Entries supplied
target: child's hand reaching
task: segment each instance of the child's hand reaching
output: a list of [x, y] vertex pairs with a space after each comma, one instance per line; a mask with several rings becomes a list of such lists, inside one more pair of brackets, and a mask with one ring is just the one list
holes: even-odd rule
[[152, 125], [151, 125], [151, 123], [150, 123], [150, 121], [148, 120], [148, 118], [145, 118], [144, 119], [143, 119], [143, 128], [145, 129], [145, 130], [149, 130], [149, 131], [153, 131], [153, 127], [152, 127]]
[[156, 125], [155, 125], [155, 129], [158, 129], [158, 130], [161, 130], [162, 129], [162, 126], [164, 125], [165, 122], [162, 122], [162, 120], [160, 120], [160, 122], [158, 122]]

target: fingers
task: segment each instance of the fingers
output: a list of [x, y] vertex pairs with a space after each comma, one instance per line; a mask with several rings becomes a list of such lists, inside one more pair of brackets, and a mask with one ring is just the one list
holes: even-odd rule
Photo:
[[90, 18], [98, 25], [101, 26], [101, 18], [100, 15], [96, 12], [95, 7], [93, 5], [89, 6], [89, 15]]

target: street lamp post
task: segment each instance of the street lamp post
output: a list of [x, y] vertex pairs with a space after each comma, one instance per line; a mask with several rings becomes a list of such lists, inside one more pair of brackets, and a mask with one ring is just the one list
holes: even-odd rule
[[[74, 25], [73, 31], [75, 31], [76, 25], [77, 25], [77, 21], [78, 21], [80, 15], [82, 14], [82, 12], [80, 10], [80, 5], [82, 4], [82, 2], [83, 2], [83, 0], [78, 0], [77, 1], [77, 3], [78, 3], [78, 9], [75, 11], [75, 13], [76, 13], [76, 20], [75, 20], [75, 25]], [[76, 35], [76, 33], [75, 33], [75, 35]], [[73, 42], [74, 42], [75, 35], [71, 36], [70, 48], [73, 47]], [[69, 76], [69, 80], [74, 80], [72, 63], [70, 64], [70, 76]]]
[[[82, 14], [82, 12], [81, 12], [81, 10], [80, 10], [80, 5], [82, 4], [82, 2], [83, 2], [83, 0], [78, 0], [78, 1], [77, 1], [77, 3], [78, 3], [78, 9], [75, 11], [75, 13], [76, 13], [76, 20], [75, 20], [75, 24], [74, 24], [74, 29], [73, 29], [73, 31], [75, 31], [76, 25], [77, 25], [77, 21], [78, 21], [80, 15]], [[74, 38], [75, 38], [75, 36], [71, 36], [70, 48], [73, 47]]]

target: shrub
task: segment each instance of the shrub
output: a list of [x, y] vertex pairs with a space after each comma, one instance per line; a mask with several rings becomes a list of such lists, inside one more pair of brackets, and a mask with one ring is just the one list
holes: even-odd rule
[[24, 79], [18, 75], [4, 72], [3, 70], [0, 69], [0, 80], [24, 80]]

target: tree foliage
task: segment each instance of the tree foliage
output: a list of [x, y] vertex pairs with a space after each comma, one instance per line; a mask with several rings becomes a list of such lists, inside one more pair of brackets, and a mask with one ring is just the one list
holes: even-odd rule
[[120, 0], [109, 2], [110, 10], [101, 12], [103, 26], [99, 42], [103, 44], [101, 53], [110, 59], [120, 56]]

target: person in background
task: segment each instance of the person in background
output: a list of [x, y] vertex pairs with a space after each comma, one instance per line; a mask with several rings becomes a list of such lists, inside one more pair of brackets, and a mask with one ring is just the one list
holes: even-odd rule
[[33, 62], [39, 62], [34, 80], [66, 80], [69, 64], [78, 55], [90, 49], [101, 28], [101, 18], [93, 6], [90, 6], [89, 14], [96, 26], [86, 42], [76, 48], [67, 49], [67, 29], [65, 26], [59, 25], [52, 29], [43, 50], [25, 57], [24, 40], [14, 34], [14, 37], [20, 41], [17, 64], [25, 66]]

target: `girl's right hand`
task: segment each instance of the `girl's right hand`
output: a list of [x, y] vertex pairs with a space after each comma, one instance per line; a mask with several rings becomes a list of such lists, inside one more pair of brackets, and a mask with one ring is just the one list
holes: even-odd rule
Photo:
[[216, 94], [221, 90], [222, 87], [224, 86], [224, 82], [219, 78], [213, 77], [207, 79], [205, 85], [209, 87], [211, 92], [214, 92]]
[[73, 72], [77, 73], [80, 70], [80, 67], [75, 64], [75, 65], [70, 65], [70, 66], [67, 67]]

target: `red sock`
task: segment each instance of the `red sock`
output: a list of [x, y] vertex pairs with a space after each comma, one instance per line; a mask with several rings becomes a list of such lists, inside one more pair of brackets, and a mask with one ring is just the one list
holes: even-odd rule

Challenge
Give all the records again, swapping "even-odd rule" for "nonzero winding rule" wherever it appears and leaving everything else unchanged.

Written reply
target: child's hand reaching
task: segment each instance of the child's hand reaching
output: a list of [x, y] vertex pairs with a space after each comma, one instance per line; a mask with several rings becomes a list of such lists, inside one more pair of brackets, and a mask with one ring is just the one list
holes: nonzero winding rule
[[152, 125], [151, 125], [151, 123], [150, 123], [150, 121], [148, 120], [148, 118], [145, 118], [144, 119], [143, 119], [143, 128], [145, 129], [145, 130], [149, 130], [149, 131], [153, 131], [153, 127], [152, 127]]
[[156, 125], [155, 125], [155, 129], [158, 129], [158, 130], [161, 130], [162, 129], [162, 126], [164, 125], [165, 122], [162, 122], [162, 120], [160, 120], [160, 122], [158, 122]]

target: fingers
task: segment each instance of the fingers
output: a list of [x, y] vertex pairs with a space after each comma, one instance per line; a mask with several rings becomes a list of such lists, inside one more pair of brackets, and a mask with one ring is just the one list
holes: nonzero winding rule
Photo:
[[90, 18], [98, 25], [101, 26], [101, 18], [100, 15], [96, 12], [95, 7], [93, 5], [89, 6], [89, 15]]

target: street lamp post
task: segment each instance of the street lamp post
output: a list of [x, y] vertex pairs with a space after each comma, one instance per line; a mask with several rings becomes a list of such lists, inside one more pair of brackets, and a mask with one ring is just the one list
holes: nonzero winding rule
[[[74, 25], [73, 31], [75, 31], [76, 25], [77, 25], [77, 21], [78, 21], [80, 15], [82, 14], [82, 12], [80, 10], [80, 5], [82, 4], [82, 2], [83, 2], [83, 0], [78, 0], [77, 1], [77, 3], [78, 3], [78, 9], [75, 11], [75, 13], [76, 13], [76, 20], [75, 20], [75, 25]], [[76, 35], [76, 33], [75, 33], [75, 35]], [[73, 42], [74, 42], [75, 35], [71, 36], [70, 48], [73, 47]], [[69, 76], [69, 80], [74, 80], [72, 63], [70, 64], [70, 76]]]
[[[82, 14], [82, 12], [81, 12], [81, 10], [80, 10], [80, 5], [82, 4], [82, 2], [83, 2], [83, 0], [78, 0], [78, 1], [77, 1], [77, 3], [78, 3], [78, 9], [75, 11], [75, 13], [76, 13], [76, 20], [75, 20], [75, 24], [74, 24], [74, 29], [73, 29], [73, 31], [75, 31], [76, 25], [77, 25], [77, 21], [78, 21], [80, 15]], [[74, 38], [75, 38], [75, 36], [71, 36], [70, 48], [73, 47]]]

target: shrub
task: segment each instance of the shrub
output: a list of [x, y] vertex pairs with a space after each comma, one instance per line; a mask with several rings becomes a list of such lists, inside one more pair of brackets, and a mask with one ring is just the one list
holes: nonzero winding rule
[[24, 79], [18, 75], [4, 72], [3, 70], [0, 69], [0, 80], [24, 80]]

target: tree foliage
task: segment each instance of the tree foliage
output: a list of [x, y] vertex pairs with a space after each comma, one instance per line; a mask with several rings becomes a list of such lists, inside one more pair of brackets, and a mask with one ring is just the one list
holes: nonzero winding rule
[[120, 0], [109, 2], [110, 10], [101, 12], [103, 26], [99, 42], [103, 44], [101, 53], [110, 59], [120, 56]]

target: person in background
task: segment each instance of the person in background
output: a list of [x, y] vertex pairs with a space after each comma, one instance per line; a mask with several rings becomes a list of such lists, inside one more pair of brackets, and a mask with one ring is just the one list
holes: nonzero winding rule
[[33, 62], [39, 62], [34, 80], [66, 80], [69, 64], [78, 55], [90, 49], [101, 28], [101, 18], [93, 6], [90, 6], [89, 14], [96, 26], [86, 42], [76, 48], [67, 49], [67, 29], [65, 26], [59, 25], [52, 29], [43, 50], [25, 57], [24, 40], [14, 34], [14, 37], [20, 41], [17, 64], [25, 66]]

target: `girl's right hand`
task: segment each instance of the `girl's right hand`
output: a list of [x, y] vertex pairs with a space after each comma, one instance per line; a mask with several rings becomes a list of such lists, inside one more pair of brackets, and a mask with one ring is just the one list
holes: nonzero winding rule
Photo:
[[216, 94], [221, 90], [222, 87], [224, 86], [224, 82], [219, 78], [213, 77], [207, 79], [205, 85], [209, 87], [211, 92], [214, 92]]
[[73, 72], [77, 73], [80, 70], [80, 67], [75, 64], [75, 65], [70, 65], [70, 66], [67, 67]]

target: `red sock`
task: segment each instance of the `red sock`
output: a list of [x, y] vertex pairs with a space after each comma, one instance per line; a mask with several rings becomes a list of such lists, inside one more pair of brackets, and a mask with one ring is just the one list
holes: nonzero winding rule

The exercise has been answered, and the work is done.